Request:
Give back every item below word for word, changing nothing.

• • •

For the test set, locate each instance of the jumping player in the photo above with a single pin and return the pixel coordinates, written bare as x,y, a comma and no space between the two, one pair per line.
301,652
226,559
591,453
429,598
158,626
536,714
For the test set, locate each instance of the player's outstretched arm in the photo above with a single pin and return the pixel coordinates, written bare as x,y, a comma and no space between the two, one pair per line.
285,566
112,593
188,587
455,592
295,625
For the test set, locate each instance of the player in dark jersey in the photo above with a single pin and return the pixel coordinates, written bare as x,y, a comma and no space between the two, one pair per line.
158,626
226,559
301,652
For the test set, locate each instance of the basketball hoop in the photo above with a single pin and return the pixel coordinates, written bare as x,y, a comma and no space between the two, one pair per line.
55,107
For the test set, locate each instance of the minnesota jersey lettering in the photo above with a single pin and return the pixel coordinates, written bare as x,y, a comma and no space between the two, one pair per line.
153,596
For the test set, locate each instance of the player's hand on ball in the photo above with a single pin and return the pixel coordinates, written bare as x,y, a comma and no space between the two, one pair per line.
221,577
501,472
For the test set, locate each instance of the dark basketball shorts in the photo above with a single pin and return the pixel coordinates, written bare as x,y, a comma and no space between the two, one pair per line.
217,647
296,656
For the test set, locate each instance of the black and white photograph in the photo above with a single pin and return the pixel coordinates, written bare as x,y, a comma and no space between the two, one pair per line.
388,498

• • •

Result:
For the test set, locate each instance of the jumping player in the photo above with a single pin and return the pixel coordinates, written bare as x,y, a comma and no space between the two, one pair per line.
301,652
226,559
591,453
429,598
158,626
536,714
For the test set, locate each instance of the player's outstretched arm in the photo above with a single pin and return the pixel coordinates, written bare as x,y, a comma and no space between the two, one pair per line.
285,566
112,593
188,587
455,592
295,625
For the test set, locate each instance of the player in dark jersey in the photo above with a single pin and return the pixel coordinates, written bare as x,y, a comma and no space between the two, one pair per line.
158,626
226,559
301,652
For the test set, locate each instance of the basketball hoop in the photo above with a single pin and return the pixel coordinates, written bare as x,y, a comma and no space between the two, one pair per line.
55,107
For the test set, locate each instance of the minnesota jersey lettering in the photo above with a single pin and return the pixel coordinates, written bare as x,y, a comma and no space between the two, one pair per line.
153,596
For the test set, locate each instance of the player's hand on ball in the photo above with a single pin and return the pixel coordinates, written bare as x,y, a comma and no space between the two, one pair per line.
221,577
501,472
For the test set, locate each instance of the dark basketball shorts in the photo above with a single pin and return the pixel coordinates, written bare as x,y, a comma and no space between the two, one pair per line.
217,647
296,656
For the test set, locate each instance of the black and white photograph in the photo above with a single pin and return the pixel coordinates, written bare as x,y, a comma and no space between the two, one pair per line.
388,498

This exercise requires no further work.